Named-object pointing items
:::::

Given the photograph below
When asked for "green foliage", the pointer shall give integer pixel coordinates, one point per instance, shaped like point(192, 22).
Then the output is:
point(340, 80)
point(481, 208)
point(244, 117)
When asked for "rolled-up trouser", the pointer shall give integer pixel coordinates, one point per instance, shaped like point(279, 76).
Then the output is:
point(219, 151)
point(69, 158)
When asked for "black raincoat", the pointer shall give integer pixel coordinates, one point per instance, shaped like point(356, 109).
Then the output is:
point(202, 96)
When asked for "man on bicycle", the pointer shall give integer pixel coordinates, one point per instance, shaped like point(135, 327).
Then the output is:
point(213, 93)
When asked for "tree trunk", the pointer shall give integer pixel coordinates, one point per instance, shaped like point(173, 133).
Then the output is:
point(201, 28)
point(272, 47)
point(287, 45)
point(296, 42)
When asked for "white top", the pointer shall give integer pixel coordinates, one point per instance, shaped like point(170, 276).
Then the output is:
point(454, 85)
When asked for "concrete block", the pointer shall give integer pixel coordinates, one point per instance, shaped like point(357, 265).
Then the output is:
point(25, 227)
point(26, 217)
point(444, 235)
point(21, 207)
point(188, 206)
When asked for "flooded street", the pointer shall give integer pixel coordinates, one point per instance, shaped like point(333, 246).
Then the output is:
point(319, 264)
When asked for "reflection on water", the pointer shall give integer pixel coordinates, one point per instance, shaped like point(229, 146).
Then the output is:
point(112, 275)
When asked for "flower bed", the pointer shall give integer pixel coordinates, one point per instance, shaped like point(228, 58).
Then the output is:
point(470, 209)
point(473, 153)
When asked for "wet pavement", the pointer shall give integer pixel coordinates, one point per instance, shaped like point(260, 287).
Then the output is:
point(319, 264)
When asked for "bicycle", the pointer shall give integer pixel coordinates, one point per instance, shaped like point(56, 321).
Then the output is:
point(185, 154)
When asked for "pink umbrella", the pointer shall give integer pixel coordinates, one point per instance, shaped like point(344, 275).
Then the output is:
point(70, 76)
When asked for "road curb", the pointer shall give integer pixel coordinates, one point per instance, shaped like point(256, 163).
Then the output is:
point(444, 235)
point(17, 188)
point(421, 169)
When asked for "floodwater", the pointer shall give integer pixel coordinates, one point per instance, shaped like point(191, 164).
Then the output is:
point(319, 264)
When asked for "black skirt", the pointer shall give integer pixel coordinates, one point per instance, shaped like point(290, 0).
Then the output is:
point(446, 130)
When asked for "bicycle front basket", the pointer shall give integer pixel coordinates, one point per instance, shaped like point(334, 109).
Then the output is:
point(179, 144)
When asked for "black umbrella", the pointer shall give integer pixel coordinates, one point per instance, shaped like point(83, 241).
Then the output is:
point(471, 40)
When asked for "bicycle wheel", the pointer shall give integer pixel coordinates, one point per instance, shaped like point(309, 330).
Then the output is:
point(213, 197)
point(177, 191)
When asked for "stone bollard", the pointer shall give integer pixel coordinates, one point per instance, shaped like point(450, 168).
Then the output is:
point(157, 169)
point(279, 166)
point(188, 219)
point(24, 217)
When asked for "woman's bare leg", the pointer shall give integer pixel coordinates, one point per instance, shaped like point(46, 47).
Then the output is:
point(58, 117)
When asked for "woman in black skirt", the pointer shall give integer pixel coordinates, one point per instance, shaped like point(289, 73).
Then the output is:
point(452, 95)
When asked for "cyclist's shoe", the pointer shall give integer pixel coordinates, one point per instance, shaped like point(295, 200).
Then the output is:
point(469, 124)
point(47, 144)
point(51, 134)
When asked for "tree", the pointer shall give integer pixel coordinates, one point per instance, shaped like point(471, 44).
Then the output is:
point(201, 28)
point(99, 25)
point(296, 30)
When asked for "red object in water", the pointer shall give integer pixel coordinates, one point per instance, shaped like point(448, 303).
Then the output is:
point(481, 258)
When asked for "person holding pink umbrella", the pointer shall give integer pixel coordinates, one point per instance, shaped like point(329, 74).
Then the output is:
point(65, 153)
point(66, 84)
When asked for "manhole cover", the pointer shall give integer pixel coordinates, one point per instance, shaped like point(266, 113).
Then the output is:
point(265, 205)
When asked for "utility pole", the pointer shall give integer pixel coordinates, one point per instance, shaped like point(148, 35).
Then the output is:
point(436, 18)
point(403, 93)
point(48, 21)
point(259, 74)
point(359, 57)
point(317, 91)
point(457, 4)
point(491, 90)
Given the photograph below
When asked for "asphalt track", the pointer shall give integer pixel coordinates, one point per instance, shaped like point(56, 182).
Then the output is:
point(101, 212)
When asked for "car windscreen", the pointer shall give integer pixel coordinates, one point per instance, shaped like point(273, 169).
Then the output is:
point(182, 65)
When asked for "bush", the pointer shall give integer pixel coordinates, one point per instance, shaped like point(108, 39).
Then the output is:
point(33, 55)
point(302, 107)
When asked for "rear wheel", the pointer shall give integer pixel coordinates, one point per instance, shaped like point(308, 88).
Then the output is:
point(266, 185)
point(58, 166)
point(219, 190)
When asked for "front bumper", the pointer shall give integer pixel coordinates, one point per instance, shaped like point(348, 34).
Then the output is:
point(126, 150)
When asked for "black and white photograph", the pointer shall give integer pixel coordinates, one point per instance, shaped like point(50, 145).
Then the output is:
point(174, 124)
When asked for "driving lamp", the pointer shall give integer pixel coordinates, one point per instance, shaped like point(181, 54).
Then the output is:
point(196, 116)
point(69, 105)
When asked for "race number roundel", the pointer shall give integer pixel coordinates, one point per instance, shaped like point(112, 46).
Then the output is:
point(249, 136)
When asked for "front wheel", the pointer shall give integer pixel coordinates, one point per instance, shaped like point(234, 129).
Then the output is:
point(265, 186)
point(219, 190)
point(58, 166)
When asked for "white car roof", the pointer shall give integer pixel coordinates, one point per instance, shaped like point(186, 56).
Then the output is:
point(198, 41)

:::::

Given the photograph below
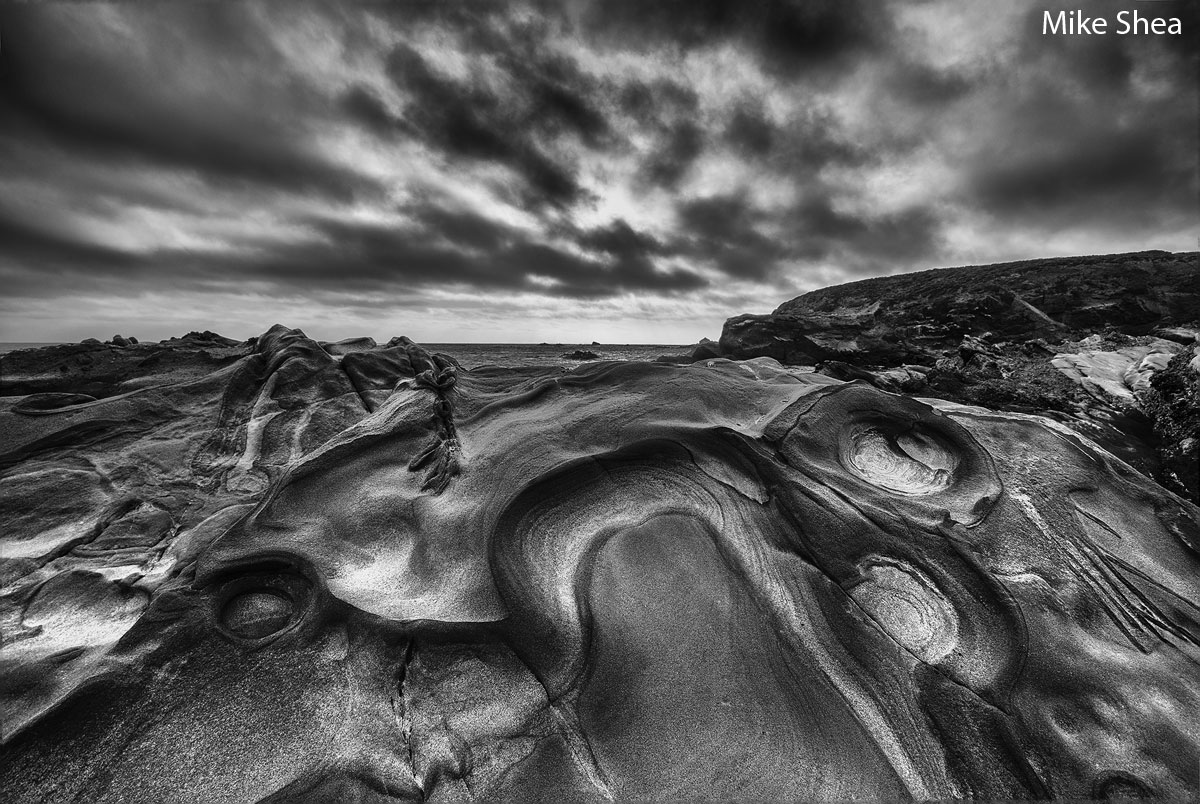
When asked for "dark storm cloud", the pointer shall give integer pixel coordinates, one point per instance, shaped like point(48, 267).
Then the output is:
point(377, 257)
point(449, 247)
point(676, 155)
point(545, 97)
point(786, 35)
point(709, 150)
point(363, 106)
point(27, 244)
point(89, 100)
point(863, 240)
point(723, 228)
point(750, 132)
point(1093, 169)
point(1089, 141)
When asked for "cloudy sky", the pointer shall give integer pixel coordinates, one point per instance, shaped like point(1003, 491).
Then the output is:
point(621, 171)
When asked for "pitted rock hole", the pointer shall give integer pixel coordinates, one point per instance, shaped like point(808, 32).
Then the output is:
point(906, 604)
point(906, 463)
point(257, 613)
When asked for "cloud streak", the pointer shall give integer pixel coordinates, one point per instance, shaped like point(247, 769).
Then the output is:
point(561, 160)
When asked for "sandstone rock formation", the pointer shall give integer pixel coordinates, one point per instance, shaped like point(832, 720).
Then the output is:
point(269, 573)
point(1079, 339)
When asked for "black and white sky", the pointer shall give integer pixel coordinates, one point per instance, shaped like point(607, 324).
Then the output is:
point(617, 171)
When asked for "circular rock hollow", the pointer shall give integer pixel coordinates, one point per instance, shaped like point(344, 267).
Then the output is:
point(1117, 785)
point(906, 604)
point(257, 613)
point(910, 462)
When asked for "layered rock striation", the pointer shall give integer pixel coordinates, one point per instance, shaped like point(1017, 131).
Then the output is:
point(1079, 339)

:::::

▸ **YOUR INSTRUCTIONS**
Edit everything from the line containing "like point(289, 73)." down to the line containing "point(126, 150)", replacing every "pointer" with "locator" and leaving all else unchanged. Give only those lines.

▸ **SOLUTION BELOW**
When asked for "woman in black skirt", the locator shall give integer pixel coordinates, one point per instance, shaped like point(289, 73).
Then the output is:
point(452, 95)
When asked for "cyclist's shoe", the locator shall give integer pixel coordinates, one point per instance, shaped like point(295, 200).
Then the output is:
point(469, 124)
point(47, 144)
point(51, 134)
When asked for "tree", the locator shall give integer pixel coordinates, one point per instance, shaped like point(471, 44).
Then the output is:
point(201, 28)
point(99, 25)
point(296, 30)
When asked for "red object in water", the locator shall give integer pixel coordinates, one point per instance, shaped like point(448, 303).
Then the output is:
point(481, 258)
When asked for "person holding pink umbrella", the locator shall give integer pixel coordinates, one point per instance, shaped like point(329, 74).
Then the output is:
point(65, 153)
point(66, 84)
When asked for "manhole cover", the locator shall give integer pixel coordinates, one point per instance, shaped like point(266, 113).
Then the output is:
point(265, 205)
When asked for "utility pole", the locator shall give integer pixel coordinates, one point per instance, shaped like point(148, 35).
Then the output is:
point(436, 18)
point(403, 93)
point(48, 21)
point(259, 74)
point(359, 57)
point(317, 91)
point(457, 4)
point(491, 90)
Given the photograph below
When asked for "asphalt track", the locator shall give integer pixel coordinates, one point per instance, shaped like point(56, 182).
Then the output is:
point(101, 212)
When asked for "car windscreen", the locator shall give integer pixel coordinates, one point per instance, shaped like point(273, 169).
Then the output is:
point(182, 65)
When asked for "bush", the locator shall give integer pixel coordinates, one point per instance, shaped like point(108, 39).
Then the output is:
point(33, 55)
point(302, 107)
When asked for "rear wheel", the locator shall give integer pixel coordinates, one point per instance, shaped like point(308, 88).
Then the output is:
point(266, 185)
point(58, 166)
point(219, 190)
When asked for "front bumper", the locator shall give integer pixel coordinates, one point per instance, shaped like point(348, 34).
Then the output is:
point(126, 150)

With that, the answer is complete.